_Problem_: A single figure is wanted: the count of lines below containing the string "that".

━━━━━━━━━━━━━━━━━━━━━━━━━━━━━━

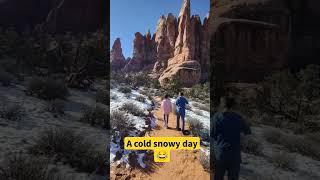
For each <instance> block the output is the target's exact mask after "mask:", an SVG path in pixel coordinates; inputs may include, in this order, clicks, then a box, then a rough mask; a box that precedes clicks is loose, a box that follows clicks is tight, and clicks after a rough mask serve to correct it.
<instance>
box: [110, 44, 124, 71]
mask: <svg viewBox="0 0 320 180" xmlns="http://www.w3.org/2000/svg"><path fill="white" fill-rule="evenodd" d="M110 65H111V70H113V71H118V70H121V69H122V68H124V66H125V65H126V60H125V58H124V56H123V54H122V48H121V41H120V38H117V39H116V40H115V41H114V43H113V46H112V50H111V53H110Z"/></svg>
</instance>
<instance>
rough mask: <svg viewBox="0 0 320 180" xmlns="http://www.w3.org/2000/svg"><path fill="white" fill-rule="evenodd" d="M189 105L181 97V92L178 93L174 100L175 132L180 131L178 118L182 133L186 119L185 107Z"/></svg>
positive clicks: (185, 107)
mask: <svg viewBox="0 0 320 180" xmlns="http://www.w3.org/2000/svg"><path fill="white" fill-rule="evenodd" d="M187 104H189V102H188V100H187V99H186V98H185V97H184V96H183V92H180V93H179V96H178V98H177V100H176V107H177V130H178V131H181V128H180V118H181V119H182V132H184V125H185V117H186V105H187Z"/></svg>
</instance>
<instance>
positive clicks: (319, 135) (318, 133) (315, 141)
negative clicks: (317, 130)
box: [306, 132, 320, 143]
mask: <svg viewBox="0 0 320 180" xmlns="http://www.w3.org/2000/svg"><path fill="white" fill-rule="evenodd" d="M306 137H307V138H308V139H310V140H312V141H315V142H317V143H320V132H315V133H308V134H306Z"/></svg>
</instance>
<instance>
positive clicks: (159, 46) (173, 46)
mask: <svg viewBox="0 0 320 180" xmlns="http://www.w3.org/2000/svg"><path fill="white" fill-rule="evenodd" d="M176 37H177V19H176V18H175V17H174V16H173V15H172V14H169V15H168V17H165V16H161V18H160V19H159V21H158V26H157V32H156V33H155V43H156V50H157V57H156V58H157V62H156V63H155V65H154V68H153V71H154V72H155V73H156V74H158V76H159V75H160V73H162V72H163V71H164V70H165V69H166V67H167V66H168V59H170V58H171V57H173V56H174V50H175V48H174V47H175V41H176Z"/></svg>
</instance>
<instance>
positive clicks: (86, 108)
mask: <svg viewBox="0 0 320 180" xmlns="http://www.w3.org/2000/svg"><path fill="white" fill-rule="evenodd" d="M80 121H82V122H87V123H89V124H91V125H92V126H95V125H98V126H101V127H103V128H107V129H110V126H109V109H107V108H104V107H102V106H98V105H94V106H92V107H90V106H87V107H84V109H83V113H82V117H81V119H80Z"/></svg>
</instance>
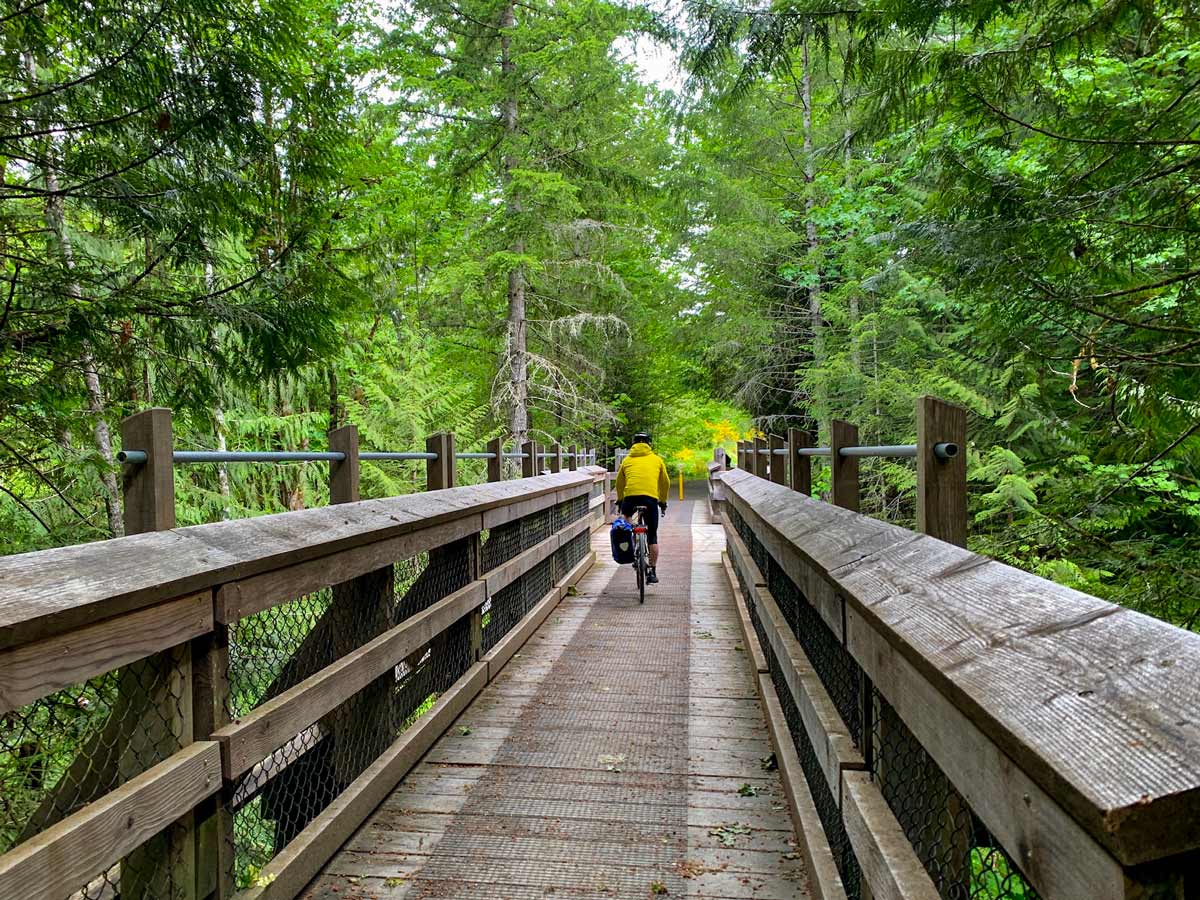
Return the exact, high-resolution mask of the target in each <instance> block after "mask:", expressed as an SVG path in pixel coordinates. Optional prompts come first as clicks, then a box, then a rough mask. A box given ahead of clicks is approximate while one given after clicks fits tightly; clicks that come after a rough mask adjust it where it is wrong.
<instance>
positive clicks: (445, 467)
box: [425, 431, 456, 491]
mask: <svg viewBox="0 0 1200 900" xmlns="http://www.w3.org/2000/svg"><path fill="white" fill-rule="evenodd" d="M425 451H426V452H430V454H437V455H438V458H437V460H426V462H425V490H426V491H440V490H443V488H445V487H454V476H455V462H456V460H455V458H454V454H455V449H454V432H452V431H443V432H438V433H437V434H431V436H430V437H427V438H426V439H425Z"/></svg>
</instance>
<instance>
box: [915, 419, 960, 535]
mask: <svg viewBox="0 0 1200 900" xmlns="http://www.w3.org/2000/svg"><path fill="white" fill-rule="evenodd" d="M943 443H949V444H955V445H956V446H958V454H956V455H955V456H952V457H950V458H948V460H942V458H938V457H937V455H936V454H935V452H934V448H935V446H936V445H937V444H943ZM966 450H967V412H966V409H964V408H962V407H956V406H953V404H952V403H944V402H942V401H941V400H937V398H936V397H920V398H918V400H917V530H919V532H924V533H925V534H928V535H931V536H934V538H937V539H938V540H943V541H947V542H949V544H956V545H958V546H960V547H965V546H966V545H967V456H966Z"/></svg>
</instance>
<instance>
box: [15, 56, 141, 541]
mask: <svg viewBox="0 0 1200 900" xmlns="http://www.w3.org/2000/svg"><path fill="white" fill-rule="evenodd" d="M25 68H26V72H28V73H29V83H30V84H31V85H32V84H36V83H37V61H36V60H35V59H34V54H32V53H26V54H25ZM49 119H50V116H49V115H48V116H47V122H46V125H47V126H49ZM54 157H55V146H54V138H53V137H49V138H47V142H46V168H44V173H43V175H44V179H46V191H47V200H46V212H44V216H46V226H47V228H48V229H49V230H50V233H52V234H53V235H54V239H55V241H58V245H59V252H60V253H61V254H62V268H64V269H65V270H66V271H67V272H68V274H73V272H74V268H76V266H74V251H73V248H72V246H71V235H70V234H67V229H66V203H65V200H64V199H62V196H61V194H60V193H59V176H58V172H55V168H54ZM67 296H70V298H71V299H72V300H73V301H76V302H80V304H82V299H83V290H82V289H80V288H79V283H78V282H77V281H74V280H73V277H72V278H71V280H68V282H67ZM79 368H80V370H82V372H83V383H84V388H85V390H86V392H88V412H89V413H90V414H91V418H92V437H94V439H95V442H96V451H97V452H98V454H100V457H101V460H103V462H104V470H103V473H102V474H101V476H100V480H101V485H102V486H103V488H104V509H106V511H107V514H108V532H109V534H110V535H112V536H113V538H120V536H121V535H124V534H125V520H124V515H122V510H121V493H120V488H119V487H118V485H116V457H115V456H114V455H113V438H112V434H110V433H109V431H108V420H107V419H106V415H107V407H106V403H104V389H103V385H102V384H101V380H100V368H98V366H97V365H96V354H95V352H94V350H92V347H91V343H90V342H89V341H84V343H83V349H82V352H80V354H79Z"/></svg>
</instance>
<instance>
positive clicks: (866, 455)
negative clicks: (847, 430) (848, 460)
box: [838, 444, 917, 457]
mask: <svg viewBox="0 0 1200 900" xmlns="http://www.w3.org/2000/svg"><path fill="white" fill-rule="evenodd" d="M838 454H839V456H844V457H845V456H913V457H914V456H917V445H916V444H878V445H875V446H844V448H841V449H840V450H839V451H838Z"/></svg>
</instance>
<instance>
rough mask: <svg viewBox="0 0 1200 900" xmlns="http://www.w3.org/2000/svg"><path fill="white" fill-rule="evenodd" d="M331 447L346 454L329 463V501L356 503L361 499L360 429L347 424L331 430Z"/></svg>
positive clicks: (334, 449) (329, 432)
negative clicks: (359, 479)
mask: <svg viewBox="0 0 1200 900" xmlns="http://www.w3.org/2000/svg"><path fill="white" fill-rule="evenodd" d="M329 449H330V450H332V451H334V452H341V454H346V458H344V460H342V461H341V462H338V461H336V460H334V461H331V462H330V463H329V502H330V503H355V502H358V499H359V430H358V427H356V426H354V425H346V426H343V427H341V428H336V430H335V431H331V432H329Z"/></svg>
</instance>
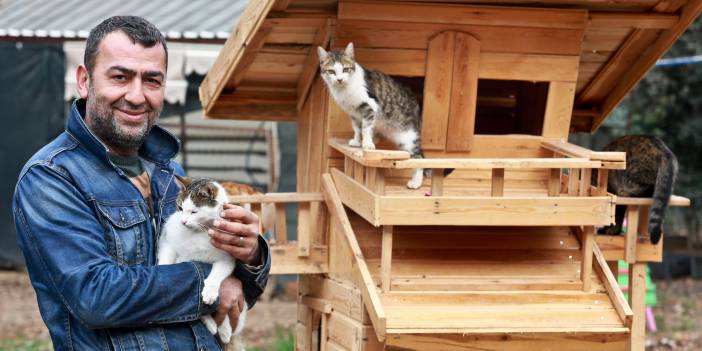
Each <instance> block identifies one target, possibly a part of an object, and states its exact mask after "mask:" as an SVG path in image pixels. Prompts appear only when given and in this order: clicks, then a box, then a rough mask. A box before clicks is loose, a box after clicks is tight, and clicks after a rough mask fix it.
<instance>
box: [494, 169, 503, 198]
mask: <svg viewBox="0 0 702 351" xmlns="http://www.w3.org/2000/svg"><path fill="white" fill-rule="evenodd" d="M504 193H505V169H504V168H493V169H492V191H491V194H492V196H503V195H504Z"/></svg>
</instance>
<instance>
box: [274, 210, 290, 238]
mask: <svg viewBox="0 0 702 351" xmlns="http://www.w3.org/2000/svg"><path fill="white" fill-rule="evenodd" d="M275 242H276V243H277V244H285V243H287V242H288V227H287V224H286V217H285V203H284V202H279V203H276V204H275Z"/></svg>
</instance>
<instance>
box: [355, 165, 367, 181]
mask: <svg viewBox="0 0 702 351" xmlns="http://www.w3.org/2000/svg"><path fill="white" fill-rule="evenodd" d="M364 169H365V167H363V165H362V164H361V163H360V162H354V165H353V179H354V180H355V181H357V182H359V183H361V184H363V176H364V174H363V173H364Z"/></svg>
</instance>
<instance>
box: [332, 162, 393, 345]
mask: <svg viewBox="0 0 702 351" xmlns="http://www.w3.org/2000/svg"><path fill="white" fill-rule="evenodd" d="M322 186H323V190H324V199H325V201H326V203H327V209H328V210H329V213H330V214H331V216H332V217H333V218H334V219H335V220H336V221H337V222H338V224H339V225H340V226H341V228H342V233H343V236H344V238H345V239H346V243H347V244H348V246H349V247H350V248H351V251H352V253H353V258H354V261H353V262H354V263H355V265H356V267H355V268H356V272H357V274H358V282H357V283H358V284H359V286H360V288H361V293H362V295H363V302H364V304H365V305H366V308H367V309H368V314H369V315H370V317H371V321H372V322H373V327H374V329H375V333H376V336H377V337H378V341H380V342H383V341H385V329H386V317H385V311H384V310H383V305H382V303H381V301H380V296H379V295H378V291H377V290H376V287H375V284H374V283H373V278H372V277H371V275H370V271H369V270H368V266H367V265H366V261H365V259H364V258H363V252H362V251H361V247H360V246H359V245H358V242H357V241H356V237H355V235H354V233H353V228H352V227H351V223H350V222H349V219H348V217H347V216H346V210H344V205H343V204H342V203H341V199H340V198H339V195H338V193H337V192H336V190H335V186H334V182H333V180H332V178H331V176H330V175H329V174H324V175H323V176H322Z"/></svg>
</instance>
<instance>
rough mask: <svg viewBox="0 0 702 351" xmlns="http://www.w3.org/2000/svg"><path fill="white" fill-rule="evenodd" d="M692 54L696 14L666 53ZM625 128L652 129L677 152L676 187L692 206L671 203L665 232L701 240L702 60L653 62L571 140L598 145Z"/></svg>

━━━━━━━━━━━━━━━━━━━━━━━━━━━━━━

_Reply to the task_: 2